BRIEF 1 – In the passage on group emotion recognition, what does the abbreviation VE-MD stand for?
BRIEF 2 – Continue the passage on group emotion recognition from its last sentence.

GIVEN PASSAGE –
This thesis addresses group emotion recognition (GER) in-the-wild with a focus on privacy preservation. Unlike traditional emotion recognition methods that rely on individual-level cues such as face, gaze, or voice analysis, this work uses collective audio-video signals to infer emotions at the group level, reducing risks of individual monitoring and surveillance. Two complementary frameworks are proposed. The first is a cross-attention multimodal architecture for audio-video fusion, combined with Frames Attention Pooling (FAP) for temporal aggregation. It is supported by synthetic data augmentation and validated through ablation studies, demonstrating robustness in real-world GER conditions. The second framework, Variational Encoder Multi-Decoder (VE-MD), learns a shared latent space for emotion classification and structural representation prediction, including body and face cues. Two decoding strategies, DETR-based and heatmap-based, are explored to analyze the role of structural representations in group and individual settings. The thesis makes three main contributions: it clarifies the role of multimodality and structural cues in group-level affective computing; introduces two architectures for privacy-preserving multimodal GER; and shows that competitive performance can be achieved without using individual features as input data.

Editorial analysis

A structured set of objections, weighed in public.

Desk editor's note, referee report, simulated authors' rebuttal, and a circularity audit. Tearing a paper down is the easy half of reading it; the pith above is the substance, this is the friction.

Desk Editor's Note private letter to a colleague

The thesis states that collective audio-video signals can deliver competitive group emotion recognition without individual cues, but the abstract supplies no numbers or comparisons to support that.

Saved entries –
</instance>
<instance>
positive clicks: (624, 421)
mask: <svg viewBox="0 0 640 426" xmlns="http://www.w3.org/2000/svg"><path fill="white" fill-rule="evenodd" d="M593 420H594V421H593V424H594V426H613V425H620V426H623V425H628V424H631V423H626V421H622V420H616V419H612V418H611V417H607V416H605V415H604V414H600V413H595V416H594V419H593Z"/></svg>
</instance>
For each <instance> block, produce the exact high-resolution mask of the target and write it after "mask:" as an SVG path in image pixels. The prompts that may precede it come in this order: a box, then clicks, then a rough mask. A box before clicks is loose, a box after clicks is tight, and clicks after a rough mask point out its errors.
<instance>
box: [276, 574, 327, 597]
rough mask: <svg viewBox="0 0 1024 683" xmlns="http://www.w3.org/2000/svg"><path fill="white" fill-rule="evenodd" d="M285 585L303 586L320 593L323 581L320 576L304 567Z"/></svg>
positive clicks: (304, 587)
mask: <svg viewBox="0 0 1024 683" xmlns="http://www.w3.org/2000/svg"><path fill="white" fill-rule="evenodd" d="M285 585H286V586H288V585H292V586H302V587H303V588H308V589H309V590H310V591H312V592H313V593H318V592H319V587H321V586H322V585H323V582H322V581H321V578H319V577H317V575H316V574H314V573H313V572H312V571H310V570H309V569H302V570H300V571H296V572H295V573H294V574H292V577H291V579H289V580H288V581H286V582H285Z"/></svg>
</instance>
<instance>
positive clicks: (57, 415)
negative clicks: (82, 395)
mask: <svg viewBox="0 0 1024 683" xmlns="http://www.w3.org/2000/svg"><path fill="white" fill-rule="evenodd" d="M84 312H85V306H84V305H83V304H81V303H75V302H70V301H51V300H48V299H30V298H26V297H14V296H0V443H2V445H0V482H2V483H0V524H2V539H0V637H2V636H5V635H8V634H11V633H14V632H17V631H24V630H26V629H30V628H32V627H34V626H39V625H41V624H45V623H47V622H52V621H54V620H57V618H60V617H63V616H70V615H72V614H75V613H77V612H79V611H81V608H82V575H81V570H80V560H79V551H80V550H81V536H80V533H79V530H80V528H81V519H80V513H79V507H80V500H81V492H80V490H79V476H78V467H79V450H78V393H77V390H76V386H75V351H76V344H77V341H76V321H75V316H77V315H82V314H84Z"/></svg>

WRITTEN REPLY 1 – Variational Encoder Multi-Decoder

WRITTEN REPLY 2 –
read the letter

The abstract lays out two architectures for privacy-preserving group emotion recognition: a cross-attention model with frames attention pooling and synthetic augmentation, plus a variational encoder multi-decoder that predicts both emotion labels and structural representations via DETR or heatmap decoders. The privacy framing is the clearest part of the contribution.

What stands out is the consistent focus on avoiding individual face, gaze, or voice inputs. The work applies standard multimodal fusion tools to the non-individual setting and tests two decoding routes for structural cues. That is a reasonable engineering step for anyone already working on affective computing under privacy constraints.

The soft spot is the complete absence of results. The text mentions ablation studies and robustness in real-world conditions but reports no accuracy, F1 scores, dataset names, splits, or direct comparisons against published individual-cue baselines. Without those numbers the central claim—that collective signals alone are sufficient—remains untested. If the full manuscript contains the tables and error bars, they need to be the first thing a reader sees; right now the empirical gap is large.

This is for people already inside multimodal emotion recognition who care about surveillance risks. A reader looking for new theory, first-principles derivations, or proven performance gains will not find them here. The citation pattern looks standard for the subfield and there are no obvious circular derivations.

I would not bring this to a reading group in its current form. I would not cite it. It does not yet deserve peer review; the authors should add the missing quantitative comparisons before an editor sends it out.

Referee Report

3 major / 0 minor

Summary. The manuscript proposes two privacy-preserving frameworks for group emotion recognition (GER) in-the-wild that rely exclusively on collective audio-video signals rather than individual cues such as faces, gaze, or voices. The first combines cross-attention multimodal fusion with Frames Attention Pooling (FAP) and synthetic data augmentation; the second is a Variational Encoder Multi-Decoder (VE-MD) that learns a shared latent space for emotion classification and structural representation prediction using DETR-based or heatmap-based decoders. Ablation studies are cited to support robustness, and the central claim is that competitive performance can be achieved without individual-level input features.

Significance. If the quantitative results hold, the work would provide a concrete demonstration that collective multimodal signals suffice for competitive GER accuracy, advancing privacy-safe affective computing and offering an alternative to individual-cue pipelines in applications such as crowd monitoring.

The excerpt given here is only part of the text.